The trauma of children and families who have had bad experiences with the Baker Act should inform the legislation, rather than the experiences of judges, who determine a small portion of involuntary exams, said Jackson, who worked on the report.

She believes the only way to improve the law through legislation is to dismantle it — to narrow its usage and dedicate more funding to mental health resources. Nor can lawmakers have faith that the law will be carried out appropriately, she said, especially when used so often by officers who have little or no mental health training.

“The Baker Act is not an appropriate intervention for almost all of the mental health issues we see with our children,” she said. “Criminalizing (them), traumatizing them, putting them in handcuffs, taking them away in a police car … we know that that is not producing outcomes that make children better.”

§ **What to do**:
**1.** In the Baker Act excerpt, what does Jackson say should inform the legislation instead of the experiences of judges?
**2.** Extend the Baker Act excerpt beyond its final quotation, keeping the same news-reporting style.

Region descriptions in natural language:
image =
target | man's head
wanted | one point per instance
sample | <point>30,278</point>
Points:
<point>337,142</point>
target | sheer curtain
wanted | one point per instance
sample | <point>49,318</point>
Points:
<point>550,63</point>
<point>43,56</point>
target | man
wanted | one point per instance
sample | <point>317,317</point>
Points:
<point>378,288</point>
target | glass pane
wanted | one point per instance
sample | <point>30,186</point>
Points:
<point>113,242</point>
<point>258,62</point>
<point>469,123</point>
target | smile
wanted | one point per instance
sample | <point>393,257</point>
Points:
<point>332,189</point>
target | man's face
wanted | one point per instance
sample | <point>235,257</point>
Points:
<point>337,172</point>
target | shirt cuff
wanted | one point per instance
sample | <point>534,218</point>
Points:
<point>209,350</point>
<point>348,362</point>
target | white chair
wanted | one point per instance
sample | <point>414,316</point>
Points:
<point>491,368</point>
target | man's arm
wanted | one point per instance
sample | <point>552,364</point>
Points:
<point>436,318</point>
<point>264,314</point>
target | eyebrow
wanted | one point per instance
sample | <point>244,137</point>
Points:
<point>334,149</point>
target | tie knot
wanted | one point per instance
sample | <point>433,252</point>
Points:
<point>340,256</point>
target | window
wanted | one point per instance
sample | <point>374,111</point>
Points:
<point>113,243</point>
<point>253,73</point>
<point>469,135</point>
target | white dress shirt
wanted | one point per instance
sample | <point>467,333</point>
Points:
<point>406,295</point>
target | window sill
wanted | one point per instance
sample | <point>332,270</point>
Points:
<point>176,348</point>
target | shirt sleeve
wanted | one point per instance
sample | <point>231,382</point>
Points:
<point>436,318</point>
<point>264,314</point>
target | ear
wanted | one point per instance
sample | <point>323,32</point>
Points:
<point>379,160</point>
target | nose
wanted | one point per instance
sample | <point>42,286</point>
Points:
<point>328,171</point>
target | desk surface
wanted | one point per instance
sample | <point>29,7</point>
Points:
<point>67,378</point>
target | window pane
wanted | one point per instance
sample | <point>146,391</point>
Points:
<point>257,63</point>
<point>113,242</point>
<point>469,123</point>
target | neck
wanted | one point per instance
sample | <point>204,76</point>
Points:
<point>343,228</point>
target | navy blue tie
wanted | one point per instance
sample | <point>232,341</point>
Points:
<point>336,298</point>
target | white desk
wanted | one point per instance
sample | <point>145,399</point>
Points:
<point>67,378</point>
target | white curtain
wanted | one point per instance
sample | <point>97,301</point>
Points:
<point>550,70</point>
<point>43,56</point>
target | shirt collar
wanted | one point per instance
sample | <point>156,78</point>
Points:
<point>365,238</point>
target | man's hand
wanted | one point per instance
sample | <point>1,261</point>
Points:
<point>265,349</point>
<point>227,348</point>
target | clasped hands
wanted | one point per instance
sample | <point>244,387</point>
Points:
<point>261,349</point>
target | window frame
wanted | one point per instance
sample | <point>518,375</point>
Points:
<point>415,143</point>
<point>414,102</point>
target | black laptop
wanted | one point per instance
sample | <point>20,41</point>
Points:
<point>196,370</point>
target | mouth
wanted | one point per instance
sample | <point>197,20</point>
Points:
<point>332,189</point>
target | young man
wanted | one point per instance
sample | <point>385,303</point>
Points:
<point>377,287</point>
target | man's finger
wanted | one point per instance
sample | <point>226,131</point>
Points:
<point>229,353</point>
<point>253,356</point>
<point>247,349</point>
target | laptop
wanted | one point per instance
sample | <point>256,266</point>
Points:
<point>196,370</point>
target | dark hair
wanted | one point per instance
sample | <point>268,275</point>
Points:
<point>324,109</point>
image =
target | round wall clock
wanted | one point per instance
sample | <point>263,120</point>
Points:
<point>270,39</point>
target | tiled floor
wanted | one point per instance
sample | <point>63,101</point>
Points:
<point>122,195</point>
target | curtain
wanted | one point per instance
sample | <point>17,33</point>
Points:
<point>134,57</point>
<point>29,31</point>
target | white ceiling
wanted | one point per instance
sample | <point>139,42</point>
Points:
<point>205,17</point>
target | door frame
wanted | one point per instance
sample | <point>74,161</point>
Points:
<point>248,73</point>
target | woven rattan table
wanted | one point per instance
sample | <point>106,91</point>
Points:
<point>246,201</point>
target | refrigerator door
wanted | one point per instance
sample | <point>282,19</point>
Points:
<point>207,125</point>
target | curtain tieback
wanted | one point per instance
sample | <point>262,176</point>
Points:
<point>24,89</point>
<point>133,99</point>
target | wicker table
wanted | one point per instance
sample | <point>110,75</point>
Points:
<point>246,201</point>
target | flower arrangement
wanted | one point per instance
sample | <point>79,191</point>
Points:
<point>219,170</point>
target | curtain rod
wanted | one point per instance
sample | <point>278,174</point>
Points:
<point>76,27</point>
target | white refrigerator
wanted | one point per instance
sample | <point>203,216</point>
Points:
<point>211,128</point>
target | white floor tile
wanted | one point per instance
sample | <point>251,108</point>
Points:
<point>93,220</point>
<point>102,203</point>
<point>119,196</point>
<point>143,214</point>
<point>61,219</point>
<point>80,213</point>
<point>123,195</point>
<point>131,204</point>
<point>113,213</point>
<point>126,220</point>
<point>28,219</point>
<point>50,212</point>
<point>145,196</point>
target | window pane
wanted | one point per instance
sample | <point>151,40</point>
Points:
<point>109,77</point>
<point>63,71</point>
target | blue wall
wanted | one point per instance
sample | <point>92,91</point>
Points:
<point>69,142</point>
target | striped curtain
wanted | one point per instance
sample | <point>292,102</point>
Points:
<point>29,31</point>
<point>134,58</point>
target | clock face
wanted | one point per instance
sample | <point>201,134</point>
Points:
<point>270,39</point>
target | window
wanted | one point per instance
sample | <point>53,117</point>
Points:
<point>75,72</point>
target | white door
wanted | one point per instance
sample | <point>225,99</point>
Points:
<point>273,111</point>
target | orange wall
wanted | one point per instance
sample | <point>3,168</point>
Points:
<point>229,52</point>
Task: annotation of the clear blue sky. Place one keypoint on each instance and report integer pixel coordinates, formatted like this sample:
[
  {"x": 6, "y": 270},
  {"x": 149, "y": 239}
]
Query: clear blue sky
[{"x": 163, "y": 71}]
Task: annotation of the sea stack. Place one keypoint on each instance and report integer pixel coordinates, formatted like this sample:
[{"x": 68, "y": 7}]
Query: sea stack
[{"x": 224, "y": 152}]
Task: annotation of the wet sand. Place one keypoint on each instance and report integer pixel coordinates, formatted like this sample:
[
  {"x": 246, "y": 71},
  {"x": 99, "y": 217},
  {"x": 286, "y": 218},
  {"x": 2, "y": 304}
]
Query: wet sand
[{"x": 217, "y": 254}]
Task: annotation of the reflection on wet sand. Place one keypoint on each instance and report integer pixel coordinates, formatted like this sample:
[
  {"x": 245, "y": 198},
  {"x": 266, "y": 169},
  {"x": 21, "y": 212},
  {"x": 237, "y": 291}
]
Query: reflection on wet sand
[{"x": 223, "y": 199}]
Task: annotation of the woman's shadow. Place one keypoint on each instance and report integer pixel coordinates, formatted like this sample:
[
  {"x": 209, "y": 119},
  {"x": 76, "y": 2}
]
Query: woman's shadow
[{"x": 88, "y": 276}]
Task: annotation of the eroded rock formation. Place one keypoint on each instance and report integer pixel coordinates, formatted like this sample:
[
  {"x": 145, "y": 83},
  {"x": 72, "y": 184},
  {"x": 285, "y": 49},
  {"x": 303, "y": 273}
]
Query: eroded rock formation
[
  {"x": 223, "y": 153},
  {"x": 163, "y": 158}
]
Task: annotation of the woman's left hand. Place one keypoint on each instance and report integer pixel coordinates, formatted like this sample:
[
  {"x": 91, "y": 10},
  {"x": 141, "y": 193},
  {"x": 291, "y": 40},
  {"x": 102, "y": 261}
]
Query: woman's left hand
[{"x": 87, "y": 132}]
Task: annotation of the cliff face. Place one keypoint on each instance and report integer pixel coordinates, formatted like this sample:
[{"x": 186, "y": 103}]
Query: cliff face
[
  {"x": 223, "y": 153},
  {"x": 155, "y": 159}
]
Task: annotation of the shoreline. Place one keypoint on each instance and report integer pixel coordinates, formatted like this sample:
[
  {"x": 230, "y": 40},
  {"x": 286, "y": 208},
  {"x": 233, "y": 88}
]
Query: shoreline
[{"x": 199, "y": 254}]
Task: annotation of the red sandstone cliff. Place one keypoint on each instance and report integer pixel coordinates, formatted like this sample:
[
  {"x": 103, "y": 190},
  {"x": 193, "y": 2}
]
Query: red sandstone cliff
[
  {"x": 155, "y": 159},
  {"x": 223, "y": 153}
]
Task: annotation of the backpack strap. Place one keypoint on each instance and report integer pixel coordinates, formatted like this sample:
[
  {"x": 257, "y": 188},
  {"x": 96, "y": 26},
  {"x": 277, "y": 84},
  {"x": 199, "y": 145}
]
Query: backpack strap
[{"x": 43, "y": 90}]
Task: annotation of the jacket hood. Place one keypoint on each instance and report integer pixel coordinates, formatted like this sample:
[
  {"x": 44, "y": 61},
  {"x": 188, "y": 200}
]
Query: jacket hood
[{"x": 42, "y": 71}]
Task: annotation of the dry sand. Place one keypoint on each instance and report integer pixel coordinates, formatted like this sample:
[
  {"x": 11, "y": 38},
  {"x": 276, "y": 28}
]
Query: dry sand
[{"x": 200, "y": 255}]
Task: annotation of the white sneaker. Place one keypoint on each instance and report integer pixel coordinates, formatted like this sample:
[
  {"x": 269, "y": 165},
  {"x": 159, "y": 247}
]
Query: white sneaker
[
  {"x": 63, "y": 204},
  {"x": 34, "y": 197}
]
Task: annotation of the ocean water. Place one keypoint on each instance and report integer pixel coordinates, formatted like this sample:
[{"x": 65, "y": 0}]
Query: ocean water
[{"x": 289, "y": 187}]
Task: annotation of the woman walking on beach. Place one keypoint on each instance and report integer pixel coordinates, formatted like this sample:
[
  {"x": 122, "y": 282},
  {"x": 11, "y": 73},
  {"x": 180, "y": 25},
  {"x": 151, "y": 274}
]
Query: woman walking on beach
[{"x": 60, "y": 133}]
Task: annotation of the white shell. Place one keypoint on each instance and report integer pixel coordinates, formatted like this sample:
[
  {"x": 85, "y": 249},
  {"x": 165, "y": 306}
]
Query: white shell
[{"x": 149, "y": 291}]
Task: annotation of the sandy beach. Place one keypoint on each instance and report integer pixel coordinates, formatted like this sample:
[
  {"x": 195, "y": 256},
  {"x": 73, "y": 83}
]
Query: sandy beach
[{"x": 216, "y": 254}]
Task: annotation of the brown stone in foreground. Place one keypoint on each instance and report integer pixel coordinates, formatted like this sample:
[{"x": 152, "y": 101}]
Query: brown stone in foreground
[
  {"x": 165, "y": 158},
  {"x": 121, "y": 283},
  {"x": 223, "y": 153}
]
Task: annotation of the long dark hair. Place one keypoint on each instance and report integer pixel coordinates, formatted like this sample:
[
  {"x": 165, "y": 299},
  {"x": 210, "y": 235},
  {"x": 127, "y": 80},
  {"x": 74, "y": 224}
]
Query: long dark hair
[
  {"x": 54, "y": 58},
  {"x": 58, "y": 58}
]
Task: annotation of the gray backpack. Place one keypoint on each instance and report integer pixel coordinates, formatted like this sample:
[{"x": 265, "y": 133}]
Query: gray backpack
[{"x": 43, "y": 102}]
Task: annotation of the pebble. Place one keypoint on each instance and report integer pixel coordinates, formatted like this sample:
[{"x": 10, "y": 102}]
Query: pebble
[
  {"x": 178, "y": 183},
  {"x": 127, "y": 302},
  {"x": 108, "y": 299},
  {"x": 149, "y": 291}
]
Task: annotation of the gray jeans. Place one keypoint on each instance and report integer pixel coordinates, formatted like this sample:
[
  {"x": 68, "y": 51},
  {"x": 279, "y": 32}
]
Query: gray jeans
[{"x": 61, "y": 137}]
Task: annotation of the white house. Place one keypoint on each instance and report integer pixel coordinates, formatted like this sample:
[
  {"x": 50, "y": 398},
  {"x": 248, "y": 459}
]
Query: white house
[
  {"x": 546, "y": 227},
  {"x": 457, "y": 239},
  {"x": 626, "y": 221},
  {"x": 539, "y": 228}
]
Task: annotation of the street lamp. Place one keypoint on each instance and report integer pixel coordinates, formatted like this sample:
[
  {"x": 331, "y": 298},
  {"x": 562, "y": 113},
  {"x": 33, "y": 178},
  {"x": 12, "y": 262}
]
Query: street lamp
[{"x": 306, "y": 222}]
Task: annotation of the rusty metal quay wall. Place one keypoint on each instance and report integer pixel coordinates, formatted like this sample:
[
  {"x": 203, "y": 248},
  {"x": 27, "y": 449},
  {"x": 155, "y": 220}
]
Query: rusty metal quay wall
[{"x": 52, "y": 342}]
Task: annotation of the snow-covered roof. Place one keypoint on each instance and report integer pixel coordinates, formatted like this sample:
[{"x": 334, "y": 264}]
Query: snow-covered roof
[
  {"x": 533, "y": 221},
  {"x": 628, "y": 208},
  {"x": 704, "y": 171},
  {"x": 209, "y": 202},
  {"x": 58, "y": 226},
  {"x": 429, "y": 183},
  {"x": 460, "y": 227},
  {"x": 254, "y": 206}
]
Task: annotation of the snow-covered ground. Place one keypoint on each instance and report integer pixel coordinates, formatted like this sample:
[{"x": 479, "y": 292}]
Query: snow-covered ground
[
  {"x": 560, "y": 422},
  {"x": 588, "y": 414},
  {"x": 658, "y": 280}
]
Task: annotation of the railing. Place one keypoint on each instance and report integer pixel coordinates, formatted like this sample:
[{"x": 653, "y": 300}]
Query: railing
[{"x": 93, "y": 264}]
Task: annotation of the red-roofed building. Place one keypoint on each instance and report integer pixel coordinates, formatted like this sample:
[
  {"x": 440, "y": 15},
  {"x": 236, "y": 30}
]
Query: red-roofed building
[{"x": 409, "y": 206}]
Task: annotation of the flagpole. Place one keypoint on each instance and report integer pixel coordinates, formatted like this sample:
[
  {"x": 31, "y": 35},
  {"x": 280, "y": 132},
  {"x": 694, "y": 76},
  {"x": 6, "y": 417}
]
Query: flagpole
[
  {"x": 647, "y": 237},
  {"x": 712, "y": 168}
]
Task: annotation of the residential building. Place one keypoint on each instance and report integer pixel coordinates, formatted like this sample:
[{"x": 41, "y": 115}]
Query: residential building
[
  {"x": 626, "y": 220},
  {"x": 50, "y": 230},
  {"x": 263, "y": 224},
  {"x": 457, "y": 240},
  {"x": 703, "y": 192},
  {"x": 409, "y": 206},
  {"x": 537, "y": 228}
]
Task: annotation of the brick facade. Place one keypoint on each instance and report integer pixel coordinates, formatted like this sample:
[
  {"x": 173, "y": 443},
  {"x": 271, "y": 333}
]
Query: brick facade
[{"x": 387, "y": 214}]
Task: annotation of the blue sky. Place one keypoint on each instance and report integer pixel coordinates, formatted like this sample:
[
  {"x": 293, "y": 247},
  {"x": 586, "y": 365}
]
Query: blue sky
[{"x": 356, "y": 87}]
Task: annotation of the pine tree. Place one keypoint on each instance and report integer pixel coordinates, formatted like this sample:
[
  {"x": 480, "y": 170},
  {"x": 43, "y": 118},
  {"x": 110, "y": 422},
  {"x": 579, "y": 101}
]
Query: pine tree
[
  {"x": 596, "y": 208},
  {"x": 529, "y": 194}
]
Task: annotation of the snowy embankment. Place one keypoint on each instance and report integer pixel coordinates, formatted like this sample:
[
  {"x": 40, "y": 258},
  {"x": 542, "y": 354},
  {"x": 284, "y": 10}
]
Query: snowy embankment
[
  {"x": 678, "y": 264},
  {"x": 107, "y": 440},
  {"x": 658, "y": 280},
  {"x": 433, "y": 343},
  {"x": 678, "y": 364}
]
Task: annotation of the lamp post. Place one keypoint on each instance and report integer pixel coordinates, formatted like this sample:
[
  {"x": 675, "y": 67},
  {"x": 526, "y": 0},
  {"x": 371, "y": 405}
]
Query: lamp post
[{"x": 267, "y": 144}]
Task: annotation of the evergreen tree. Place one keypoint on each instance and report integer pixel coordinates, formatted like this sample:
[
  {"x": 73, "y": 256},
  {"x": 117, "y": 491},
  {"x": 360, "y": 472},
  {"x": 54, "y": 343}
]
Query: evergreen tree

§ **Results of the tasks**:
**1.** The trauma of children and families who have had bad experiences with the Baker Act.

**2.**
Opponents of the bills worry about how the expanded criteria will affect vulnerable people. Could a homeless person be held simply because they lack access to housing? If a child draws in an expensive textbook, Clibbon wondered, is that the kind of significant damage that falls under the expanded Baker Act?

Dr. Tommy Schechtman, a West Palm Beach pediatrician and past president of the Florida chapter of the American Academy of Pediatrics, said the bills fail to address the root causes of skyrocketing Baker Act rates, especially among young people: It doesn’t differentiate children from adults. It doesn’t address how involuntary exams of kids have gone up in conjunction with increased police presence in schools. And it doesn’t set aside funding for less invasive forms of mental healthcare, such as urgent care centers.

Juvenile arrests have declined as involuntary exams of young people have increased. Leifman called that a “positive step” — a sign that what was once treated as criminal behavior is now being seen, rightfully, as mental illness.

But Schechtman says that trend means one form of punishment being substituted for another, which makes him more worried about the expanded criteria.

“Replacing one bad thing with another bad thing — equally bad and maybe in some ways worse — doesn’t justify it,” Schechtman said.

”How do you do it all?”

Advocates aren’t opposed to all the proposed reforms. The legislation would give more due-process rights to minors whose families want to voluntarily commit them, including access to a public defender.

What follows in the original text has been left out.